[Task objective]
Read through the listing and copy every line that contains the word "below".
** Opening Task inputs block **
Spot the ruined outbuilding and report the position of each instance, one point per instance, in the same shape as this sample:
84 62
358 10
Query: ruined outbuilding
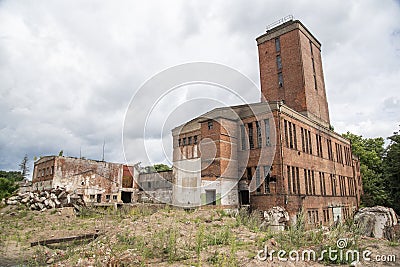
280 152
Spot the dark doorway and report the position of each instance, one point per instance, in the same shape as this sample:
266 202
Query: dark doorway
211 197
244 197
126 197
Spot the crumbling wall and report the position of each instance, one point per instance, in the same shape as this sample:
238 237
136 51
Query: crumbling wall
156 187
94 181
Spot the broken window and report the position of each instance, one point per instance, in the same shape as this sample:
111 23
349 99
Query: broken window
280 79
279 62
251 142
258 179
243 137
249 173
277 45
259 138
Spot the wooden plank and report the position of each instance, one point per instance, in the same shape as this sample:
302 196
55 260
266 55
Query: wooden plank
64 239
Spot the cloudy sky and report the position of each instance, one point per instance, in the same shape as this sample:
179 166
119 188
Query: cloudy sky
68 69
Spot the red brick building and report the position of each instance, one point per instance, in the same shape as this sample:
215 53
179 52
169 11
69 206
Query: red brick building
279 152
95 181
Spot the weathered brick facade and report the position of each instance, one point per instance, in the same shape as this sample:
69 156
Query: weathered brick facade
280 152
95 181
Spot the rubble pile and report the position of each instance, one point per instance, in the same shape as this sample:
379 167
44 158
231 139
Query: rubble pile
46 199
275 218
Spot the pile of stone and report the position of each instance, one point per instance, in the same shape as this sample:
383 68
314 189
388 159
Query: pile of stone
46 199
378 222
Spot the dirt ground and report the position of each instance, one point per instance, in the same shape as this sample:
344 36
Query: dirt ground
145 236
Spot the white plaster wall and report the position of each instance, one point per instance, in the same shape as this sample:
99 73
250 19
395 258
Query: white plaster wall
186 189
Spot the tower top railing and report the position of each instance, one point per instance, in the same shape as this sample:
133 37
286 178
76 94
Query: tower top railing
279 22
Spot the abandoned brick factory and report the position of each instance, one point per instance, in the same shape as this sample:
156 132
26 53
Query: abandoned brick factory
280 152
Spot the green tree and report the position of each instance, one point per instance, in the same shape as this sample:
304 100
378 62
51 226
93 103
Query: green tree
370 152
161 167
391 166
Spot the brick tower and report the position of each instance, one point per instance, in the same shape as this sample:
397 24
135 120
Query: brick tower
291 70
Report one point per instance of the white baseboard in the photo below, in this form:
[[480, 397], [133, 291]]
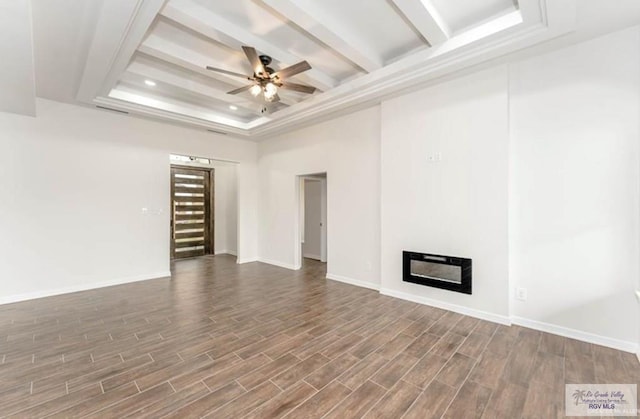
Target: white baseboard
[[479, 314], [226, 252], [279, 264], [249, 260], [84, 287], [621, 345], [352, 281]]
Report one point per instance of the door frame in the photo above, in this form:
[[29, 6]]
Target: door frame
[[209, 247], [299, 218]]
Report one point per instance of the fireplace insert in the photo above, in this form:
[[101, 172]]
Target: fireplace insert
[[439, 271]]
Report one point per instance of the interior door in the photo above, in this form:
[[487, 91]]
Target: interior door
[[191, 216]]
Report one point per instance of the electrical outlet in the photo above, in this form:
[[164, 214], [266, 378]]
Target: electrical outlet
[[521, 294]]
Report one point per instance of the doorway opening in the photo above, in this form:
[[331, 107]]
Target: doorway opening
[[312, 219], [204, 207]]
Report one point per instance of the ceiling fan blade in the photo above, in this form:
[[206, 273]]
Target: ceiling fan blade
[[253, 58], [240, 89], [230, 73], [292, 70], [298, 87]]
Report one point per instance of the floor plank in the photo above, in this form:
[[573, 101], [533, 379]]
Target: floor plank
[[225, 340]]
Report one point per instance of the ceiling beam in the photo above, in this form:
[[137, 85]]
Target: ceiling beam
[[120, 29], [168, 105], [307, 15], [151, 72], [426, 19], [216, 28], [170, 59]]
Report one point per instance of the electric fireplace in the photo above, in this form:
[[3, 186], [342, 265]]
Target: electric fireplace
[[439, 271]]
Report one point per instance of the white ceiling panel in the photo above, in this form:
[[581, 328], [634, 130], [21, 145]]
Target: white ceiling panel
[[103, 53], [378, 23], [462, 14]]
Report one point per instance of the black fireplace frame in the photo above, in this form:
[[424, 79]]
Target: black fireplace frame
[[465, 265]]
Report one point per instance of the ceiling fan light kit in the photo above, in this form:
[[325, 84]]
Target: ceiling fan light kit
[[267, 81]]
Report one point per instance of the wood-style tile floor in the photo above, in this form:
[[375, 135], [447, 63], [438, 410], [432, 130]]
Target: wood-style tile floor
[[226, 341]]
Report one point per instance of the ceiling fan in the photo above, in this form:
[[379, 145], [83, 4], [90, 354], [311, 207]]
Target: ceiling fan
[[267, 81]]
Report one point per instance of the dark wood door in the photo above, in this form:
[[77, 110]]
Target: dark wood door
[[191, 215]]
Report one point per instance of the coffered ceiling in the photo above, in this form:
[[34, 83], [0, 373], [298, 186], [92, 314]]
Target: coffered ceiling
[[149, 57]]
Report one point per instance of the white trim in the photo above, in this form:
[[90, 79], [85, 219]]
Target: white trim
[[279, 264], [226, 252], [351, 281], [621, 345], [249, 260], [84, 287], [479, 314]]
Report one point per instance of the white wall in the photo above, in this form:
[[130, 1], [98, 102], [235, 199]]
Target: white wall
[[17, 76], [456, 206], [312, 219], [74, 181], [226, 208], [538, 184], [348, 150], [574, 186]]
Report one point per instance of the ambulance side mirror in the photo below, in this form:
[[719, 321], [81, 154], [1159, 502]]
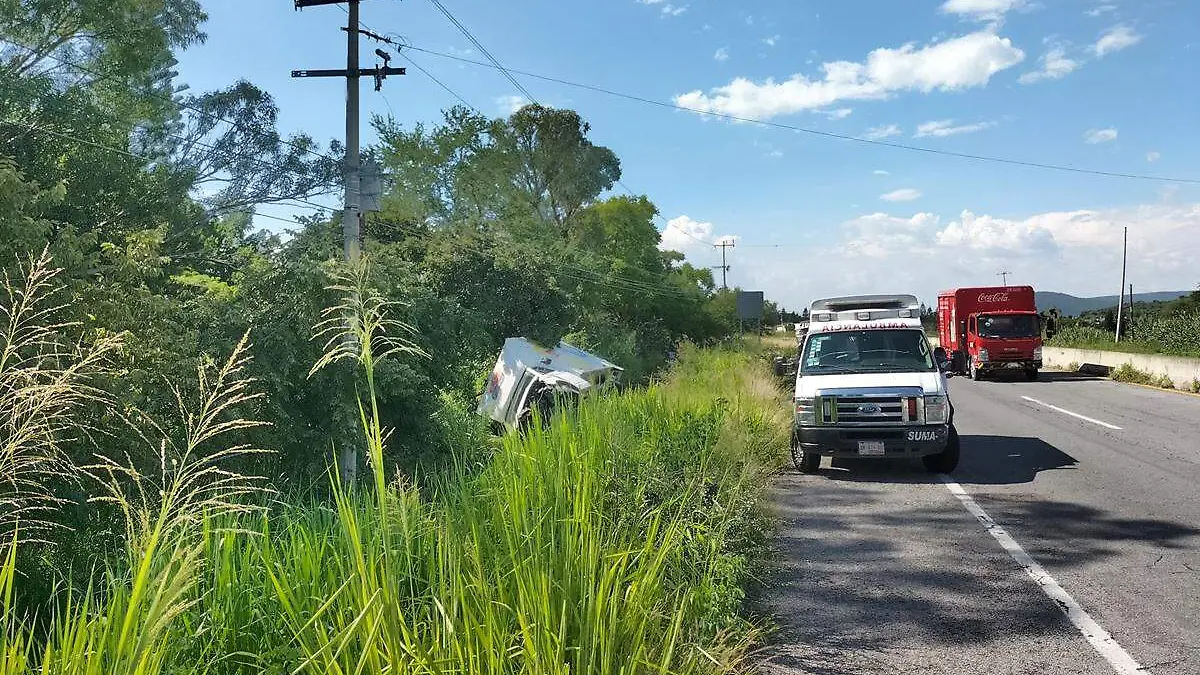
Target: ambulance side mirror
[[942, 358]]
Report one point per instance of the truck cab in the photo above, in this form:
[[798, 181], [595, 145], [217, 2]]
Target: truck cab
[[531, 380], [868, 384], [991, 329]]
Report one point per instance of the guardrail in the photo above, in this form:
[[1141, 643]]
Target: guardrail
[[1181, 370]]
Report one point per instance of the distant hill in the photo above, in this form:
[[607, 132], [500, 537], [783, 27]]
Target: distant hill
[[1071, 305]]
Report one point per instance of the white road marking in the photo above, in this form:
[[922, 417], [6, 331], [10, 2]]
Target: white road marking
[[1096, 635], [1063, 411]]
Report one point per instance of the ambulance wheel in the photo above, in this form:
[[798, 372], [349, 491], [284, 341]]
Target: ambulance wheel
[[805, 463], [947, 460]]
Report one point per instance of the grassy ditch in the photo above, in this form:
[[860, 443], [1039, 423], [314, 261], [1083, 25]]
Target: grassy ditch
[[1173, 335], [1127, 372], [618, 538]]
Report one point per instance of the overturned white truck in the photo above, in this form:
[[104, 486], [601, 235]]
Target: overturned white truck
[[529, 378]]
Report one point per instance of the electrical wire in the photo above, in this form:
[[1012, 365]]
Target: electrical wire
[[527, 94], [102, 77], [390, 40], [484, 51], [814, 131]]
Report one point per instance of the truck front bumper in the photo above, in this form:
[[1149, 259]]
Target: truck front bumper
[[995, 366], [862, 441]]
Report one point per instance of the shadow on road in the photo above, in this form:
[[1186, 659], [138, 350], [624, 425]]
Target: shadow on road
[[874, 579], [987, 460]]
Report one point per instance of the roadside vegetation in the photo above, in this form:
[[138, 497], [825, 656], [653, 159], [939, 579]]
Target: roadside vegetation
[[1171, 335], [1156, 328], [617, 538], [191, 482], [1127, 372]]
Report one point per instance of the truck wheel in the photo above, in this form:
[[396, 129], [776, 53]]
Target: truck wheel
** Closing Task inputs block **
[Exercise solution]
Report one point per instance of the white baseboard in the photo below, in this form:
Report one point per instance of the ambulance side mirror in the photo below, in this form:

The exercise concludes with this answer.